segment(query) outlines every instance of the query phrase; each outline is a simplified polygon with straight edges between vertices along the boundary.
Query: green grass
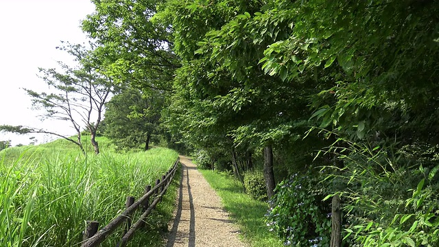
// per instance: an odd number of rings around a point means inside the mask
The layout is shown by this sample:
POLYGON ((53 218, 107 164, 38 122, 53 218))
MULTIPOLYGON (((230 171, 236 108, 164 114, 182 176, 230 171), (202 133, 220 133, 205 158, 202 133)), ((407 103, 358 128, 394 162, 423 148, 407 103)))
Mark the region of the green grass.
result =
MULTIPOLYGON (((105 139, 98 140, 106 145, 105 139)), ((108 150, 84 156, 57 140, 0 152, 0 246, 78 246, 85 220, 106 224, 124 209, 126 196, 139 198, 178 157, 165 148, 108 150)))
POLYGON ((221 197, 224 208, 236 220, 245 239, 252 246, 283 246, 264 222, 264 215, 268 209, 267 203, 257 201, 243 193, 242 185, 227 174, 211 170, 200 172, 221 197))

========================================

● Your goal
Duplicate all of the data above line for line, changing no characters and leaving out the pictures.

● Solution to this task
segment(query) outlines every instance of the query phrase; each outline is a simplified polygon with straight edges between vertices along the boundary.
Query: green grass
// per instance: an odd number of rings around a point means inside the mask
The layout is shown by this sample:
POLYGON ((53 218, 107 164, 38 122, 53 218))
MULTIPOLYGON (((230 171, 236 108, 164 114, 182 176, 230 171), (202 133, 220 133, 205 158, 202 133)), ((407 103, 358 128, 394 162, 423 148, 407 103)))
Mark the region of the green grass.
result =
MULTIPOLYGON (((105 139, 98 140, 106 145, 105 139)), ((108 150, 84 156, 57 140, 0 152, 0 246, 78 246, 85 220, 106 224, 124 209, 126 196, 139 198, 178 157, 165 148, 108 150)))
POLYGON ((221 197, 224 208, 236 220, 245 239, 252 246, 283 246, 264 222, 264 215, 268 209, 267 203, 257 201, 243 193, 242 185, 227 174, 211 170, 200 172, 221 197))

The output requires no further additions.